_Task description_
For every entry that follows, return an identical copy.

_Entries supplied_
------------------------------------

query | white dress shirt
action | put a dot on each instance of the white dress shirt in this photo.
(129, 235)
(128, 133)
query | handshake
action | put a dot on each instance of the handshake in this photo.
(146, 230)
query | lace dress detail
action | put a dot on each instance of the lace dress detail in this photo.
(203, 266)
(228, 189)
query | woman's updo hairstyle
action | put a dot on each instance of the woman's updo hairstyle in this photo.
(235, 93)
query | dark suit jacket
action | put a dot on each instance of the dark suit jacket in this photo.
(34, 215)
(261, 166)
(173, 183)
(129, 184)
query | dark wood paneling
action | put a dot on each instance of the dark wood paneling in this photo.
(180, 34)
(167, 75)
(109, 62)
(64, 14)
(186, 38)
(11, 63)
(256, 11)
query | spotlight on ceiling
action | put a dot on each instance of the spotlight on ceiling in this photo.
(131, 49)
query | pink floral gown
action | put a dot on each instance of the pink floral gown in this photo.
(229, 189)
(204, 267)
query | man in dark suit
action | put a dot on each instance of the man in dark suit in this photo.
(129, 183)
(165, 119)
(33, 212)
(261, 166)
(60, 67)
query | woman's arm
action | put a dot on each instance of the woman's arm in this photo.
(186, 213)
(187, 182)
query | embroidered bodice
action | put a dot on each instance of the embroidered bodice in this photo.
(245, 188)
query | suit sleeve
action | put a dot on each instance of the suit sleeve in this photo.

------------------------------------

_Response to the exercise_
query | white dress shirt
action | put a dot on each instance of the white dress shirt in this photo.
(129, 235)
(128, 133)
query | handshake
action | put a dot on each instance of the handshake in this photo.
(146, 230)
query | lace dress detail
action | put a dot on each instance of the lace dress detail in this photo.
(203, 266)
(228, 189)
query | woman's updo hairstyle
action | put a dot on each instance of the woman's updo hairstyle in this photo.
(235, 93)
query | dark suit jacket
action | put a dot on each instance of the dark suit jacket in this photo.
(34, 215)
(261, 166)
(173, 183)
(129, 184)
query | dark wood paneling
action | put a dot on each instance of the dark wood paneling in this photo.
(180, 34)
(167, 75)
(109, 62)
(64, 14)
(186, 38)
(11, 63)
(256, 11)
query | spotlight on ceiling
action | put a dot on each instance of the spotlight on ceiling in this photo.
(131, 49)
query | pink floral gown
action | put a dot on each instance of the pink floral gown in this photo.
(229, 189)
(204, 267)
query | man in dark suit
action | put a dot on each instance of the man in dark suit in this photo.
(129, 183)
(165, 119)
(33, 212)
(261, 166)
(60, 67)
query | woman's arm
action | put a dot on each instance of the woman's arm in this photo.
(186, 213)
(187, 182)
query | embroidered bodice
action | put a dot on each instance of the embroidered bodice in this photo.
(245, 188)
query | suit sleeve
action | put a dot on each instance of the suit sleeve in this photo.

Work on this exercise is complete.